◆ SELECTED PASSAGE
══════
A volunteer air force of more than 300 owner-pilots is delivering medical and other supplies to Polish border towns and returning with wounded refugees from war-torn Ukraine. Ukraine Air Rescue was formed just after Russia’s invasion of Ukraine in late February and has flown thousands of flights in everything from light singles to Pilatus PC-12s. Florida Cirrus SR22 owner John Bone heard about the effort and flew over the North Atlantic route to become the first American pilot involved. “Once in Germany, I found a well-organized, well-funded, and friendly group of general aviation pilots,” Bone wrote in an essay in Air Facts.
He wrote that a typical mission covers almost 1200 miles round-trip and takes up to 12 hours in total. “At the end of the 10- to 12-hour day, you are drained,” he said. Several nongovernmental organizations (NGOs) have come to depend on the UAR to deliver time-sensitive critical cargo for distribution from Poland, he wrote. On the return trip he’s carried soldiers and civilian refugees, all in need of medical attention. He said he’s made many friends and heard some hair-curling stories of atrocities carried out by the Russians. He said pilots get no compensation for their time or wear and tear on their airplanes and sometimes pay for their own fuel.
══════
◆ REQUIRED TASKS
1 – According to the Ukraine Air Rescue article, how far does a typical mission cover round-trip?
2 – Continue the Ukraine Air Rescue article from its last sentence.
The data that come next are not needed.

(Referring expression pointing data)
══════
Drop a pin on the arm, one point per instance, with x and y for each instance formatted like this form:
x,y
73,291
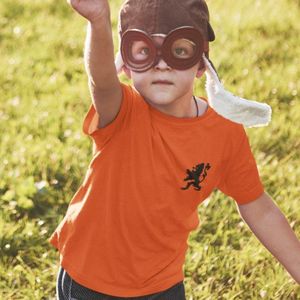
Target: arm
x,y
273,230
103,81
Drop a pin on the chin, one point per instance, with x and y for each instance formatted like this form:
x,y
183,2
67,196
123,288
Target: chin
x,y
160,98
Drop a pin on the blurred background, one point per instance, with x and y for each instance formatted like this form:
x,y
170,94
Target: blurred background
x,y
44,155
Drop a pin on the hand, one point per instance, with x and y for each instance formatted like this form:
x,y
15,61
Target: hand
x,y
92,10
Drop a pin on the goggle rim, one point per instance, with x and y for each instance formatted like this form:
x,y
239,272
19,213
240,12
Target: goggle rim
x,y
195,34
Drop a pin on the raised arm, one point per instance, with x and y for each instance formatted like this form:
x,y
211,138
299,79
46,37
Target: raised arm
x,y
103,81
══════
◆ RESPONSES FOR EACH TASK
1 – Almost 1200 miles.

2 –
He wrote that the effort is remarkably effective. “In the first six months of operation, the group had flown 65 flights, carried 52 passengers needing medical care, hauled over 37,000 lbs. of medical supplies, and delivered over 150 medic backpacks,” Bone wrote. He said it’s thought UAR is the largest volunteer effort by GA pilots ever undertaken and that UAR is likely to remain operating for the duration of the war and when Ukraine airspace opens. “When it does open, there is no doubt that Ukraine Air Rescue will be some of the first planes to deliver aid into Ukraine,” he wrote.